*Selected text:*
◇ ◇ ◇ ◇ ◇ ◇ ◇

# Build your own six-pack!



## jwise

I've seen 'build your own six-packs' at high-end grocery stores, and certain package stores, but when I was at Kroger's today and saw that they too offered this option, I got VERY excited!

I decided to treat my wife (who LOVES beer) to a blind taste sampling of six premium beers.

I selected six beers and used the provided six-pack cardboard case to bring 'em home!










I selected a few I have tried, and a few new ones. I wasn't sure if my wife had tried any of them.

I labeled them 1-6, and poured a small amount in each of our glasses before bringing them to her on the couch. I had a pad of paper and pen, and just asked her what she thought about each one. She gave me some nosing and tasting notes, a reference to her favorite "everyday" beer (Shiner Bock), and then I had her grade each on a 10pt scale and tell me how much she'd pay for each one.

The lineup:










*1) Shiner Frost*

Notes: Smells light with a light color. Tastes like an ale, spicy and very tasty. It doesn't feel 'heavy', but comes across as a light and spicy heffeweisen.

Score: 9.5 
Would pay $8.50/six-pack

*2) Newcastle Brown Ale*

Notes: Dark in color, with a sweet smell. Very smooth, medium body with almost no aftertaste. Similar to Shiner Bock, but sweeter.

Score: 7
Would pay $7/six-pack

*3) Warsteiner*

Notes: Light in color, with a not so good smell. Very strong on the tongue, very little finish. Sour notes. Very 'blah'. Tastes like Coors Light with a little more taste.

Score: 5
Would pay $4.50/six-pack

*4) Dundee Honey Brown*

Notes: Amber color, with the smell of an amber bock. Tastes of almonds, sweet, but kinda boring (consistent). Pleasant taste with a smooth finish. Easily drinkable, and very enjoyable.

Score: 7.5
Would pay $6/six-pack

*5) Spaten Optimator*

Notes: Intensely dark in color, nearly opaque. Pleasant aroma. Delicious taste, nutty aftertaste with a spicy finish. A very hearty beer, nearly a meal substitute. This beer is one to drink when you just want to drink a beer.

Score: 9.5
Would pay $10.50/six-pack

*6) ***** Modelo*

Notes: Amber in color, and tastes like an amber bock (VERY similar to Shiner Bock). Very smooth, with little aftertaste.

Score: 8
Would pay $7/six-pack

After the tasting, each of us picked our favorite beer and CHEERS!


----------



## LincolnSmokes

Very nice. I done those build a sixer before, but never with those nicer kinds of beer. Awesome.


----------



## ekengland07

When I lived in TN, the Kroger there had the same thing. I've since moved, but we have a local wine/beer shop that claim they have 1000s of different bottles of beer. All can be purchased as singles. I'm working my way through them. 

Cool tasting idea for your wife. I agree with the Warsteiner review. Definitely not my favorite.

◇ ◇ ◇ ◇ ◇ ◇ ◇

*Exercise tasks:*
1. In the beer-tasting thread, transcribe the passage from "Notes: Amber color, with" to "drink a beer.".
2. Summarize the beer-tasting thread in two sentences.
3. According to the beer-tasting thread, how much would the wife pay for a six-pack of Spaten Optimator?

*Listing:*
◇ ◇ ◇ ◇ ◇ ◇ ◇

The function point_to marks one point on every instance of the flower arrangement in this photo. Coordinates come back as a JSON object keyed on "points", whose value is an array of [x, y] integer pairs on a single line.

◇ ◇ ◇ ◇ ◇ ◇ ◇

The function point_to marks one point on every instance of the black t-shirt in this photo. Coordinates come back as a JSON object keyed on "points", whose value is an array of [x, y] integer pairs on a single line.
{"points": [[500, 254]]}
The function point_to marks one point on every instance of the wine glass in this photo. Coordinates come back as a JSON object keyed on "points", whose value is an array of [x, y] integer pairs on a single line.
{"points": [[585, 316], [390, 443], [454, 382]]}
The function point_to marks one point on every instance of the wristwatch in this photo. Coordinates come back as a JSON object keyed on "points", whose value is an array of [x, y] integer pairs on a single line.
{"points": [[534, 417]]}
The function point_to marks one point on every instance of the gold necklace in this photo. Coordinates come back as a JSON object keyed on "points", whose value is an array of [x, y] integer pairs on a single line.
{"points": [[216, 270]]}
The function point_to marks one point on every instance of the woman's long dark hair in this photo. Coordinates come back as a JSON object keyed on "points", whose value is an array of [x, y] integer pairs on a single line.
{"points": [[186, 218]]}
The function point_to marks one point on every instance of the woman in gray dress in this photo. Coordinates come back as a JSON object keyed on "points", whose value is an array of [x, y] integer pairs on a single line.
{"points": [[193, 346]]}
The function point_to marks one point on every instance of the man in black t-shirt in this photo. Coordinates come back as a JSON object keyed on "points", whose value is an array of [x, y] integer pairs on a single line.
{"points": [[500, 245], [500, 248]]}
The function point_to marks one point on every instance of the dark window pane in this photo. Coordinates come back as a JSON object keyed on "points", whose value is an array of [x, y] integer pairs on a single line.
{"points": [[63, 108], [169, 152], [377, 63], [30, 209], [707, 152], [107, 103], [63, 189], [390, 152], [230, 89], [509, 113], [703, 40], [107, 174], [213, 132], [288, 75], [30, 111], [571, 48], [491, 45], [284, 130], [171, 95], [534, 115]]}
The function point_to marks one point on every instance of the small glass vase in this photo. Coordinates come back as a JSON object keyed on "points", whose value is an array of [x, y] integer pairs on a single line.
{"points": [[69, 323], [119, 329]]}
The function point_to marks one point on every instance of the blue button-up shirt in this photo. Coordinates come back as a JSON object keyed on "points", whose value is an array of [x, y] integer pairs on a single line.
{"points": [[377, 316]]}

◇ ◇ ◇ ◇ ◇ ◇ ◇

*Per-task answers:*
1.
Notes: Amber color, with the smell of an amber bock. Tastes of almonds, sweet, but kinda boring (consistent). Pleasant taste with a smooth finish. Easily drinkable, and very enjoyable.

Score: 7.5
Would pay $6/six-pack

*5) Spaten Optimator*

Notes: Intensely dark in color, nearly opaque. Pleasant aroma. Delicious taste, nutty aftertaste with a spicy finish. A very hearty beer, nearly a meal substitute. This beer is one to drink when you just want to drink a beer.

2. After buying a build-your-own six-pack of premium beers at Kroger, the original poster held a blind tasting for the poster's wife, recording her notes, a score on a 10-point scale, and the price she would pay for each beer. Shiner Frost and Spaten Optimator scored highest at 9.5 and Warsteiner lowest at 5, and both replies praised the idea, with one agreeing with the Warsteiner review.

3. $10.50 per six-pack.